DIRECTIONS FOR THIS TASK: In the data below, which lines hold "image"? Copy every one.
· · ·
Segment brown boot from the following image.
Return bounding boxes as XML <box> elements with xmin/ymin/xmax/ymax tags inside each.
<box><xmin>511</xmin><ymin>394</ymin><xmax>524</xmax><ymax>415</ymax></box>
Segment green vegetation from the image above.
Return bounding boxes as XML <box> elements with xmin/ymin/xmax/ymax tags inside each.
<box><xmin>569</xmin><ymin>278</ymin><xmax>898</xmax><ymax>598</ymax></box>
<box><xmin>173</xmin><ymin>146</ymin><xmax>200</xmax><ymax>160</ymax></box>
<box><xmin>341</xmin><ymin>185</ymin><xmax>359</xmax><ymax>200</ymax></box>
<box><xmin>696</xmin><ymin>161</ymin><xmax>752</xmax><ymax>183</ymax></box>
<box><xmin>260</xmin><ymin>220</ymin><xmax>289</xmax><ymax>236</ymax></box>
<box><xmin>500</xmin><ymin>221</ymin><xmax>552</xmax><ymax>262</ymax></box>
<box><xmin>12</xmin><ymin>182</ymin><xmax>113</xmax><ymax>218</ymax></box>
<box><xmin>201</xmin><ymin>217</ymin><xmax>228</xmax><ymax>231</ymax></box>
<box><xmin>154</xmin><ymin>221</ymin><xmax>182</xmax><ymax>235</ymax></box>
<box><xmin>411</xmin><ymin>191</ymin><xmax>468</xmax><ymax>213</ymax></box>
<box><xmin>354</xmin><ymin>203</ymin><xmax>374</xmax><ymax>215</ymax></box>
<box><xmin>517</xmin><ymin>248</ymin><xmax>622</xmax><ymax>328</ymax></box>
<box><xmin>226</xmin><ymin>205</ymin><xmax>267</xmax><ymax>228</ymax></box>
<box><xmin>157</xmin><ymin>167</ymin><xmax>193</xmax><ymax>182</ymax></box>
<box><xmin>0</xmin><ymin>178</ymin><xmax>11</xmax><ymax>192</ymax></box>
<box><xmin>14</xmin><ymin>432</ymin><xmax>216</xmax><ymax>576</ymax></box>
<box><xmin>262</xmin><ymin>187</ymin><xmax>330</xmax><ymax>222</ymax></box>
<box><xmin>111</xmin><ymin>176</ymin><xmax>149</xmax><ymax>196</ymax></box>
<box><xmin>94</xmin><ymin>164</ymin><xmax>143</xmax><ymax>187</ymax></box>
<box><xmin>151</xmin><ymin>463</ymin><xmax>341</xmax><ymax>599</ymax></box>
· · ·
SOLVED EXERCISE:
Segment brown boot from the following image.
Segment green vegetation from the image above.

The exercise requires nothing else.